Part of a data file
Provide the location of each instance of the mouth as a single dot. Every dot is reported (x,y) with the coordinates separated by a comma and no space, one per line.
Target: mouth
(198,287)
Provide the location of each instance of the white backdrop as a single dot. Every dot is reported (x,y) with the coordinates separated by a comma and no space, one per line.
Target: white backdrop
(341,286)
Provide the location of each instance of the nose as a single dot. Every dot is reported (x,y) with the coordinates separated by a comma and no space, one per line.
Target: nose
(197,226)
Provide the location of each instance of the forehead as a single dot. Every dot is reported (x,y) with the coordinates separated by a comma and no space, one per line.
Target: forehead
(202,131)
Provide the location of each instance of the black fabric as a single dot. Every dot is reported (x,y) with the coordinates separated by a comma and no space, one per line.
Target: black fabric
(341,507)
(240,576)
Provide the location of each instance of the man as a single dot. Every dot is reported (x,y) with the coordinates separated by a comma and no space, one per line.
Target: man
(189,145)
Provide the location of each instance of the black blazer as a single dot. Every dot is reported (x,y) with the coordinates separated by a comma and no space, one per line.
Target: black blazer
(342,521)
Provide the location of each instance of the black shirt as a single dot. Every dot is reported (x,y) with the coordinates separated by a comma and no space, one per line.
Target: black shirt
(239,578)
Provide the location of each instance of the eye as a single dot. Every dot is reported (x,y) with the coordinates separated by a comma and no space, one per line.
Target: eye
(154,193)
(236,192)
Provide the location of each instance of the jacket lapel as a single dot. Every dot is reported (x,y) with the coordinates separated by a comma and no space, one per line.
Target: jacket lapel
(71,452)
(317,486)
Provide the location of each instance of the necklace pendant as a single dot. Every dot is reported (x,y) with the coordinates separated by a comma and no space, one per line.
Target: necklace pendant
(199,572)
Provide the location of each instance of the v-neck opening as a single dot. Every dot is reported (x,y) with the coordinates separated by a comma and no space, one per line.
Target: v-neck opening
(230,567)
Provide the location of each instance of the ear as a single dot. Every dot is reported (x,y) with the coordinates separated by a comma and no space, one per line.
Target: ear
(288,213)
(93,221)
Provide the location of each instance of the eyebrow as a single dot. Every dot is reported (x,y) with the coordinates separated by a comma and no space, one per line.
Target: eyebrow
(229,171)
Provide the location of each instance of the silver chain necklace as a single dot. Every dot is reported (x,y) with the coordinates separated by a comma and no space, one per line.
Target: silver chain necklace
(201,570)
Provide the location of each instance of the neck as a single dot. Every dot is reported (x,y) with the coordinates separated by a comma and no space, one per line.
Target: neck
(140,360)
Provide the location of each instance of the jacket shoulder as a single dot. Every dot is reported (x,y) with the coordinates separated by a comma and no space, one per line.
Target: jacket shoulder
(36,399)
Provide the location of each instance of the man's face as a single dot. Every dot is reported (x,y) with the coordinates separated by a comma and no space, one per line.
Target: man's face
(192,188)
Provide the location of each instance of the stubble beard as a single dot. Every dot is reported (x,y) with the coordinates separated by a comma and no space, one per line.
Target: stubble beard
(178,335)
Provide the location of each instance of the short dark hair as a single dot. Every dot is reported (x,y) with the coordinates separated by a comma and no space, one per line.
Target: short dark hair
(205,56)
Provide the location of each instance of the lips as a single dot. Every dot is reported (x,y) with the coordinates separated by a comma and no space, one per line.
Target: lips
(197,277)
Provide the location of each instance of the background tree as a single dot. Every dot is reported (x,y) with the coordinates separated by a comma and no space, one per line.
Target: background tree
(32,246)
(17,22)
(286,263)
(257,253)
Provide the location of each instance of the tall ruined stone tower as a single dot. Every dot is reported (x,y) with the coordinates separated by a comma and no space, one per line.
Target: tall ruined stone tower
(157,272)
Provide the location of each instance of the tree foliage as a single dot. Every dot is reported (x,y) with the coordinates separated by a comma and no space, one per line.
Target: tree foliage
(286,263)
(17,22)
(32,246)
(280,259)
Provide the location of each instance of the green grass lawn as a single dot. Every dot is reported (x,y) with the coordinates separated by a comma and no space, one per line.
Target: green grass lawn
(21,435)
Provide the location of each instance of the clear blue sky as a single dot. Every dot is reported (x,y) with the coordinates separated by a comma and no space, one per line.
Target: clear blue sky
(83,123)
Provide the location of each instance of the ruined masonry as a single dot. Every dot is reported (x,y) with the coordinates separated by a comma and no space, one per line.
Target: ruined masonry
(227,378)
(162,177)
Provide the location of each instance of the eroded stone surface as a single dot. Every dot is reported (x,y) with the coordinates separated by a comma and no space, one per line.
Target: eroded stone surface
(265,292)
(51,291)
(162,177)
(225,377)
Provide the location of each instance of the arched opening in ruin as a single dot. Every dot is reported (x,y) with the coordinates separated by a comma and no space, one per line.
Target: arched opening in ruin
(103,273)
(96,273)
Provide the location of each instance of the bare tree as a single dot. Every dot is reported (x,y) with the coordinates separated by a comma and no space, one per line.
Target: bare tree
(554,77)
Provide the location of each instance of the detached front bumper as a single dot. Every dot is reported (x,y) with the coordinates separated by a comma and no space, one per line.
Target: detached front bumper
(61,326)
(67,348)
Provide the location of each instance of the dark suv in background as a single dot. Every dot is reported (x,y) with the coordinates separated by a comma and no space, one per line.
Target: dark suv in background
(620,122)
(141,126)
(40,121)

| GIVEN INSTRUCTION |
Exactly as written, please output every entry.

| TASK SOLUTION |
Provide the location of each instance of the mouth as a single dot. Every dot is reported (x,y) with the coordinates separated by a comma and no space, one per line.
Target: mouth
(198,287)
Provide the location of each instance of the white backdrop as a single dot. Every dot is reported (x,y) with the coordinates separated by a comma and no space, one per line.
Target: white backdrop
(341,286)
Provide the location of each instance of the nose as a single dot. Every dot is reported (x,y) with the coordinates separated by a comma and no space, one per line.
Target: nose
(197,226)
Provide the location of each instance of the forehead as a single dot. Every dot is reported (x,y) with the coordinates separated by a comma and no space, one per line.
Target: forehead
(202,131)
Provide the location of each instance of the black fabric as a single dot. Every dot is reported (x,y) with the coordinates separated by a comma and no space, one per line.
Target: black fabric
(341,507)
(240,576)
Provide the location of each instance of the man as a single dot. Every dot is reported (x,y) with the coordinates separated by a comma and no space, one per line.
Target: man
(189,145)
Provide the location of each instance of the black blazer as a single dot. Every dot is reported (x,y) with the coordinates separated by a comma and no space, one per line.
Target: black blazer
(342,521)
Provide the location of each instance of the black shirt as a single dot. Every dot is reported (x,y) with the coordinates separated by a comma and no space, one per line.
Target: black shirt
(239,578)
Provide the location of each instance of the eye as a single dot. Every dot is reported (x,y) with the coordinates separated by a comma and no space, one per line.
Target: eye
(154,193)
(236,192)
Provide the location of each instance of the jacket lapel as a single dot. Every dot is reported (x,y) with the coordinates separated by a comma and no space, one per line.
Target: jacket lapel
(71,452)
(317,486)
Provide the location of each instance of the necklace pendant as a single dot. Every dot is reported (x,y) with the coordinates separated by a comma and no space, one per line.
Target: necklace pendant
(199,572)
Provide the location of each instance of the v-neck opening as a single dot. Every dot is reported (x,y) with the coordinates separated by a comma and no space, one per line.
Target: v-neck opening
(230,567)
Provide the location of each instance of the ear as a single dot. Every dot is reported (x,y) with the coordinates separated by a comma and no space, one per line.
Target: ear
(288,213)
(93,221)
Provide the location of each instance of the eyebrow as a single dot. Every dot is reported (x,y) with the coordinates separated by a comma and no space, one per line.
Target: eyebrow
(229,171)
Provide the location of each instance of the silver chain necklace as a single dot. Every dot is reported (x,y) with the coordinates separated by a comma and no space, one per line.
Target: silver chain necklace
(201,570)
Provide the location of each instance of the neck as a single dot. Every dot is reported (x,y) with the coordinates separated by a comma and no space, one per line.
Target: neck
(140,360)
Provide the location of each instance of the jacket shoulder as a single dot. Every dot is reported (x,y) with the coordinates separated by a comma and no space, one per line.
Target: jacket shoulder
(36,399)
Provide the location of each instance of the man's face as a single dot. Every dot is reported (x,y) with the coordinates separated by a comma and no space, one per line.
Target: man's face
(192,188)
Provide the location of each instance of the stubble beard as a single dot. Every dot is reported (x,y) with the coordinates separated by a comma and no space, one per line.
Target: stubble beard
(178,335)
Provide the location of each instance of the short dark hair as a single dot. Every dot is reported (x,y) with the coordinates separated by a comma and no space, one per line.
Target: short dark hair
(205,56)
Provide the location of each instance of the lips as a single dot. Every dot is reported (x,y) with the coordinates separated by a comma and no space, one per line.
Target: lips
(197,277)
Provide the location of each instance of the background tree as a single dot. Every dot is reported (x,y) with the coordinates separated by a comma and no space, one per line.
Target: background tree
(32,246)
(17,22)
(286,263)
(257,253)
Provide the location of each instance of the tall ruined stone tower as a single dot. Every dot is reported (x,y) with the coordinates separated by a comma and no space, one per line.
Target: tall ruined stone tower
(157,272)
Provide the location of each instance of the tree foliage as a single dot. Every dot is reported (x,y) with the coordinates separated by a comma and no space, one per line.
Target: tree foliage
(286,263)
(17,22)
(32,246)
(280,259)
Provide the location of each instance of the green grass lawn as a single dot. Every dot is reported (x,y) with the coordinates separated by a comma and no space, one per line.
Target: green grass lawn
(21,435)
Provide the location of each instance of the clear blue sky as a single dot. Every dot is reported (x,y) with the coordinates separated by a comma and no space, one per line.
Target: clear blue sky
(83,123)
Provide the location of each instance of the ruined masonry as a single dot. Every dot is reported (x,y) with the coordinates separated by a comma and no space, one per line.
Target: ruined masonry
(227,378)
(162,177)
Provide the location of each instance of the eroded stone surface as a single dot. Every dot is reported (x,y) with the coordinates separated by a comma and no space, one per line.
Target: eroded stone surface
(265,292)
(51,291)
(162,177)
(225,377)
Provide the location of each instance of the arched opening in ruin as a single dot. Every dot is reported (x,y) with the coordinates separated by a comma and no space, one per line.
Target: arched opening in ruin
(103,273)
(96,273)
Provide the location of each instance of the bare tree as a single dot. Every dot is reported (x,y) with the coordinates separated by a comma and no space, one per line.
Target: bare tree
(554,77)
Provide the location of each instance of the detached front bumper as a single dot. Every dot is reported (x,y) with the coordinates separated by a comma and no space, one per line.
Target: detached front bumper
(61,326)
(67,348)
Provide the location of each instance of the dark suv in background as a single dot. Every dot is reported (x,y) with the coordinates separated by a comma and no space, one per line.
Target: dark suv in background
(620,122)
(141,126)
(40,121)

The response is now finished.